» What you should do: Copy the whole listing below word for word, but leave the pictures out.
□ □ □ □ □
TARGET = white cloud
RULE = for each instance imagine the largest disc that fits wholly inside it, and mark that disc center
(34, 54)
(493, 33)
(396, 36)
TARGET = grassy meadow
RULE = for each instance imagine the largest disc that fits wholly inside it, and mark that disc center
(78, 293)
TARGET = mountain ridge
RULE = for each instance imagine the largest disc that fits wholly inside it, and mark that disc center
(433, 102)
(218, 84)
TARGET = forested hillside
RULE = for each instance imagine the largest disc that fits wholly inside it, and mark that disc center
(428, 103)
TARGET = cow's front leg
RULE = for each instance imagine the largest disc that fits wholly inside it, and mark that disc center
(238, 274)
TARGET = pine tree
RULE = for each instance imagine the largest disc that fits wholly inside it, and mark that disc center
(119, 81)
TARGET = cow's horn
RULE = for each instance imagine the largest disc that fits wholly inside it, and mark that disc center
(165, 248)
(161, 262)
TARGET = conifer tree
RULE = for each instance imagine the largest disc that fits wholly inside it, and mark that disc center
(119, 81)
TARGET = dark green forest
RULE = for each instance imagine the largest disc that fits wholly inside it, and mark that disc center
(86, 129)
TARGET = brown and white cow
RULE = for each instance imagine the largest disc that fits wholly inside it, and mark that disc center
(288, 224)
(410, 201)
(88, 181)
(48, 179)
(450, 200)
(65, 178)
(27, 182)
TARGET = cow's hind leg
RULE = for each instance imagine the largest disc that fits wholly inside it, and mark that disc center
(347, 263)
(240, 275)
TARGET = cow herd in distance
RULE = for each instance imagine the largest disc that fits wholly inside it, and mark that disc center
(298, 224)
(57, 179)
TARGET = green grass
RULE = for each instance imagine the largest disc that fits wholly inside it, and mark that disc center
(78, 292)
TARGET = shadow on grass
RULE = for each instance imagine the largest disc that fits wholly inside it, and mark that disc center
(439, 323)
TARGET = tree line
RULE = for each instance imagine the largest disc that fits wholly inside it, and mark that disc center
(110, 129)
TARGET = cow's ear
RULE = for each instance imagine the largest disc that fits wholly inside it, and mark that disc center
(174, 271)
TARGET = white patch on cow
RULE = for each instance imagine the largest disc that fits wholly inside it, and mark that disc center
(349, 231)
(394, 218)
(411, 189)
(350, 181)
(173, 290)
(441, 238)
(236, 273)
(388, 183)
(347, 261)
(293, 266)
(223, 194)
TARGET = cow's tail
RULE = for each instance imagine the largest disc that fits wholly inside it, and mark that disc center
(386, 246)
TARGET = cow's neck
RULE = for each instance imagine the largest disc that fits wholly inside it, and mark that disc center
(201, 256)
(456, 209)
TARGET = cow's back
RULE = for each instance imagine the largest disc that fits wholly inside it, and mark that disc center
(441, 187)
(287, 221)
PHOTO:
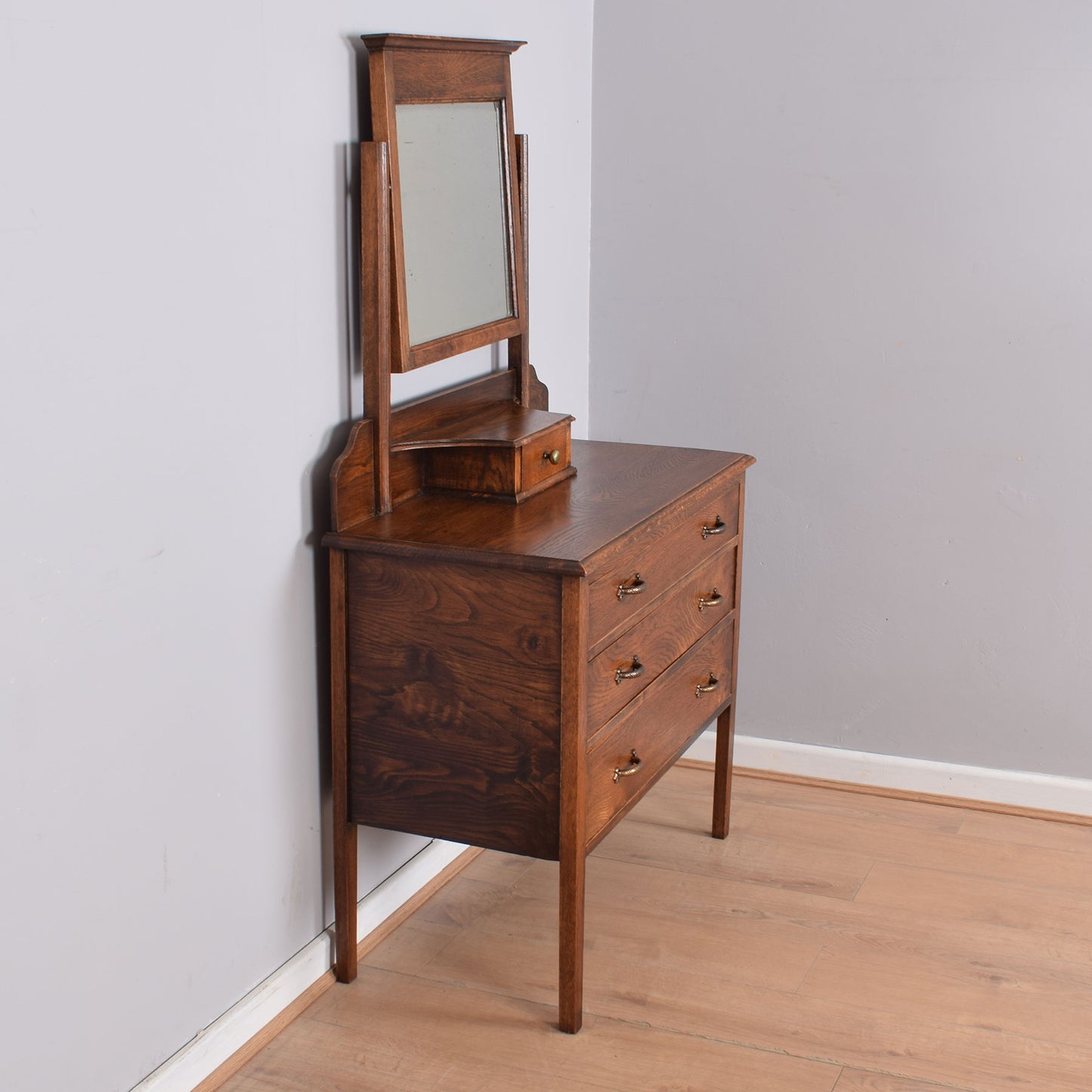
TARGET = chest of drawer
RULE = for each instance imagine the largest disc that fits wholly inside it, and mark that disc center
□ □ □ □ □
» Full answer:
TARGET = white cloud
RULE = for each instance imagine the largest disc that fits wholly inside it, and mark that disc center
(34, 54)
(493, 33)
(396, 36)
TARGET = grassy meadow
RULE = for each instance imagine the largest disc that fits wholly inside it, and mark that disc center
(78, 293)
TARGET = mountain ridge
RULE = for each instance imagine the largest disc that fits wholly inside it, and mark that disc center
(433, 102)
(218, 84)
TARGET = forested hillside
RULE = for each instance imagine the largest disc that fits wholly inside it, and mark that disc center
(428, 103)
TARGET = cow's front leg
RULE = for each instance imagine the largest disc that fits wholly inside it, and mark that disc center
(238, 274)
TARGET = pine tree
RULE = for each instance imagine the largest disc that fits wholly inside it, and mark that disc center
(119, 81)
TARGET = cow's horn
RULE = for each instance imagine the largest disc that fits wholly inside it, and mark that disc center
(165, 248)
(161, 262)
TARGET = conifer tree
RULE = for each instance imagine the largest disc that fits wholly inside it, and mark that disc center
(119, 81)
TARGET = dark green forest
RULE = for each instance imagine the largest disc that fits wholly inside it, and mark that disc center
(86, 129)
TARGET = brown and white cow
RULE = for each instance imagine the largest disc that fits wholly inside it, and mark that disc center
(288, 224)
(410, 201)
(88, 181)
(48, 179)
(450, 200)
(65, 178)
(27, 182)
TARGET = cow's hind leg
RULE = for each instance imagine the largest disc that fits wholly inside it, and mark that disc center
(347, 263)
(240, 275)
TARGET = cow herd in distance
RULE = for each instance imagine the largest disc that fits wholly inside it, and mark that disc center
(298, 224)
(57, 179)
TARGET = green grass
RULE = for each instance imagine the largest disc that fits wholly inside it, and mark that disc center
(78, 292)
TARGET = shadow on grass
RULE = for each instance imagine the largest disc that fits wholly inside it, and mark that disc center
(439, 323)
TARGET = tree line
RULE = for each instance imagine the largest disc that fits wholly inside it, and mark that disc center
(110, 129)
TARGET = cow's ear
RULE = for each instance imagine the largest disc that fits wholly inside it, and mark that disc center
(174, 271)
TARGET = white patch on cow
RULE = for each instance imagine the largest disc that fits wholly inside it, and mark that disc center
(349, 231)
(394, 218)
(411, 189)
(350, 181)
(173, 290)
(441, 238)
(236, 273)
(388, 183)
(347, 261)
(293, 266)
(223, 194)
TARGET = cow's tail
RULE = for each instance imagine the largest disc that fits wholly inside it, and mark that disc center
(386, 246)
TARGET = cow's neck
RULE = for each instance imagine the largest disc that fits wholly inside it, and mark that disc center
(201, 256)
(456, 209)
TARGET = cow's back
RULE = for each instance imagine the largest disc that fits wholly inside it, and mark that disc center
(441, 187)
(287, 221)
PHOTO:
TARGET = chest of drawer
RULE = for each instance imagine the largest disc that fits wholly inside it, and mark that disc center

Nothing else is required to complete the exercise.